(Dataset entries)

──────────

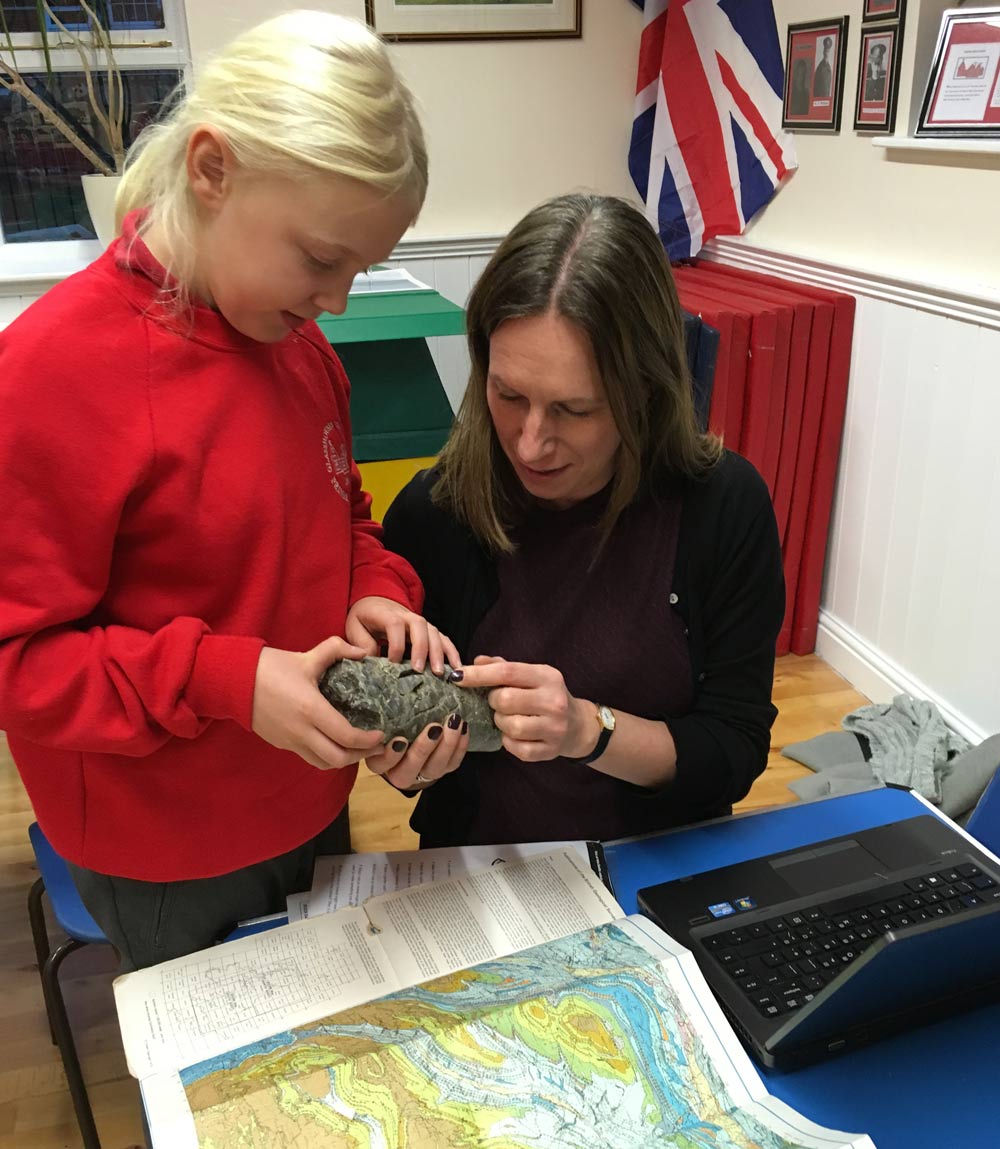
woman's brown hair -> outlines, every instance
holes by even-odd
[[[640,494],[669,476],[704,475],[722,452],[698,428],[681,307],[659,237],[625,200],[547,200],[507,235],[469,298],[469,383],[434,488],[435,502],[492,551],[513,549],[510,530],[530,500],[487,406],[490,338],[508,319],[550,311],[589,337],[621,436],[602,545]]]

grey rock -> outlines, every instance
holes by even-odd
[[[431,722],[458,713],[469,724],[470,750],[499,750],[503,735],[493,724],[487,691],[455,686],[430,670],[387,658],[345,658],[323,672],[323,697],[359,730],[381,730],[386,741],[414,738]]]

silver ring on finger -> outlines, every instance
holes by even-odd
[[[433,779],[433,778],[425,778],[425,777],[423,776],[423,774],[418,774],[418,775],[416,776],[416,778],[414,778],[414,779],[413,779],[413,781],[414,781],[414,782],[419,782],[419,783],[421,783],[421,785],[424,785],[424,786],[426,786],[428,782],[433,782],[433,781],[434,781],[434,779]]]

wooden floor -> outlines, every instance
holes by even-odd
[[[768,768],[741,808],[795,800],[787,783],[808,771],[781,758],[791,742],[836,730],[867,701],[814,655],[779,660],[774,684],[779,717]],[[358,850],[408,849],[410,802],[379,778],[362,776],[351,798]],[[34,964],[26,899],[37,877],[28,845],[31,808],[0,736],[0,1149],[77,1149],[62,1066],[49,1040]],[[67,958],[63,986],[104,1149],[141,1143],[138,1090],[129,1078],[115,1020],[110,947]]]

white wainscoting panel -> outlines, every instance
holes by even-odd
[[[858,301],[818,652],[875,701],[929,699],[973,742],[1000,731],[1000,305],[732,262]]]
[[[0,292],[0,330],[38,298],[38,295],[4,295]]]

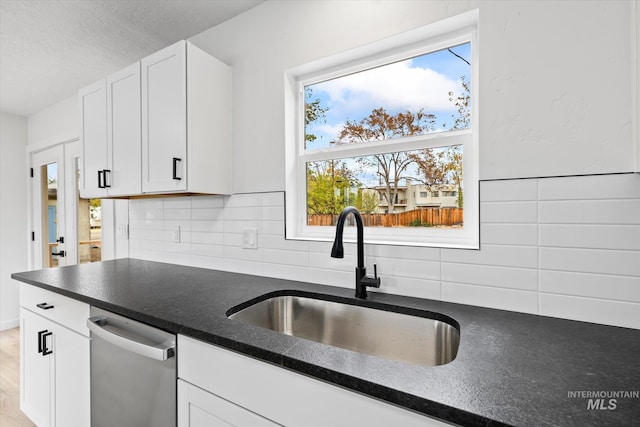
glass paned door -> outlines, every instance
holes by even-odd
[[[32,157],[35,268],[66,265],[63,152],[60,145]]]

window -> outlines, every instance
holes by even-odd
[[[367,242],[478,247],[476,27],[472,11],[287,73],[287,238],[331,240],[352,205]]]
[[[429,192],[428,191],[421,191],[420,192],[420,197],[426,199],[427,197],[429,197]]]

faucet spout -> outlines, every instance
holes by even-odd
[[[376,274],[374,277],[367,276],[367,269],[364,266],[364,225],[362,223],[362,216],[360,215],[360,212],[358,212],[358,210],[353,206],[347,206],[340,213],[340,216],[338,216],[338,222],[336,223],[336,237],[333,241],[333,247],[331,248],[331,257],[344,258],[342,235],[344,233],[344,223],[349,214],[353,214],[353,217],[356,220],[357,229],[356,245],[358,252],[358,264],[356,266],[356,297],[364,299],[367,297],[367,286],[379,288],[380,278],[378,277],[377,269],[375,269]]]

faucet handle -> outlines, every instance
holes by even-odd
[[[373,264],[373,277],[367,277],[366,285],[371,288],[380,287],[380,278],[378,277],[378,264]]]

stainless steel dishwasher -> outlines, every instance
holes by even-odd
[[[176,425],[176,336],[91,308],[91,426]]]

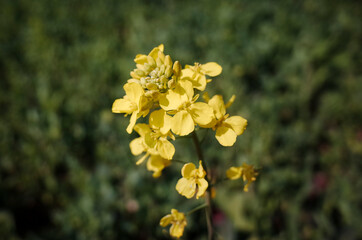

──────────

**Exercise requirements:** Your copy should begin at the line containing "stainless steel dishwasher" and end at the last line of the data above, matching each line exactly and holding no pictures.

**Answer section:**
stainless steel dishwasher -> outlines, every instance
holes by even-odd
[[[176,425],[176,336],[91,308],[91,426]]]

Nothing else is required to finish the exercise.